Now, after receiving her double mastectomy and recovering from the surgery, Brodnick is more in love with her body than ever before, and even more confident about it.
“It’s so lovely that my scars and my transformation is just a part of who I am now, and a part of our relationship," she says. "I feel lucky, really lucky.”
And Brodnick feels lucky for more than just that reason. She never ceases to stop thanking the people in her life that helped her through the testing, surgery, and recovery periods, especially her father and her husband. What's more, she feels lucky to have met a group of women who helped her come to terms with her alcoholism, a struggle only made worse following the results of her genetic testing. She credits these women with helping her get sober, and helping save her life.
“I think that it took me a little bit of time to realize I had a drinking problem," Brodnick says. "I didn’t see many women my age that looked like me that behaved like me that admitted that they were alcoholics or went through treatment. That was a struggle for me, until I went and found a support group and support systems and saw that there were all these girls exactly like me [...] That really made me feel better, to see that these people were choosing to not live in this nightmare that alcoholism creates. There is a life after you put down the drink."
According to the author, Brodnick's new found sobriety was a key factor in helping her make the decision to have her double mastectomy, a surgery she feels saved her life.
"After getting sober and after sitting with my thoughts, that's what helped me make the decision to have the surgery. What I was doing was drinking my fears under the table, and every time I though about cancer, I didn’t want to feel those feelings so I would get drunk."
It took Brodnick over three years to make the decision to have surgery, but once she settled on it, there was no turning back for the comedian.
"I had a moment when I realized I thought this surgery would give me more peace of mind, and make me feel more confident. Then, I remember waking up from the surgery: I was so happy and so relieved. Even when I was healing, I remember feeling so safe."

> **WHAT NEEDS TO BE DONE**:
From the excerpt on Brodnick's surgery and sobriety, return word for word the part that opens with the words containing "Now, after receiving" and closes with "confident about it.".

Stored data entries

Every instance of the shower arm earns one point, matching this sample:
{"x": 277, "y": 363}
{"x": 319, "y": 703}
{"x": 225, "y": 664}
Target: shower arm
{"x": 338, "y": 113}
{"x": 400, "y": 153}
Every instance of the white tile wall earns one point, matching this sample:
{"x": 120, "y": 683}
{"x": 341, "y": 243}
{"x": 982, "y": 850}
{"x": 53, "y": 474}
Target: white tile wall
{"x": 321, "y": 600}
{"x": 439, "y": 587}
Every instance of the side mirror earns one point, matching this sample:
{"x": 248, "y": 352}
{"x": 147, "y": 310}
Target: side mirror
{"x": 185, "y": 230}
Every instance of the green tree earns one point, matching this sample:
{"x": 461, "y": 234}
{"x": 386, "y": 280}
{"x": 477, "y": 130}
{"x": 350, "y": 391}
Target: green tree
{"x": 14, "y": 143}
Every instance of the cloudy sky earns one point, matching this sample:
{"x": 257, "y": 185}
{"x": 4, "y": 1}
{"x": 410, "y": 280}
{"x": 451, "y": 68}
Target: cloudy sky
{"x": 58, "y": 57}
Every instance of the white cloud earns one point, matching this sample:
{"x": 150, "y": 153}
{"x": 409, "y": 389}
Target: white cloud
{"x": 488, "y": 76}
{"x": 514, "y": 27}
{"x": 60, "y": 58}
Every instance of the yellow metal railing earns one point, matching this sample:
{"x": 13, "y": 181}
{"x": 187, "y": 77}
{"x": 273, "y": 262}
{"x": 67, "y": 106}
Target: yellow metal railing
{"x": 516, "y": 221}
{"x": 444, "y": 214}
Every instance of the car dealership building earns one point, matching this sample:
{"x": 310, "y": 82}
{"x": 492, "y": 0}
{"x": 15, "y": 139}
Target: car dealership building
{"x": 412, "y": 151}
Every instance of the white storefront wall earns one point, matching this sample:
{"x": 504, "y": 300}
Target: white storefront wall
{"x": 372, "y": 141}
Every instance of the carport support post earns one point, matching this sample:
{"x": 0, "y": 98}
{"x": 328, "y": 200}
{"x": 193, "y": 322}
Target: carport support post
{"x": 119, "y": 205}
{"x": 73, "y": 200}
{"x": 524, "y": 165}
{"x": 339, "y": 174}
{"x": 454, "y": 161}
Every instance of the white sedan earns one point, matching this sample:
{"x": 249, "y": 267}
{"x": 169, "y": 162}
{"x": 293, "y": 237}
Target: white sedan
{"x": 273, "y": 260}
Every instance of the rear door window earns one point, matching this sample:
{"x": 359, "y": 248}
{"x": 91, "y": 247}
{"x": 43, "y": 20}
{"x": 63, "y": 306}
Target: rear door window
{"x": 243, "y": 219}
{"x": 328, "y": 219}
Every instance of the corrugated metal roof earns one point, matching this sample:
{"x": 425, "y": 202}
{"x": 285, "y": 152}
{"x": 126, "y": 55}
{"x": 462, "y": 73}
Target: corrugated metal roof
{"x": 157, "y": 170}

> **OUTPUT OF THE TASK**:
Now, after receiving her double mastectomy and recovering from the surgery, Brodnick is more in love with her body than ever before, and even more confident about it.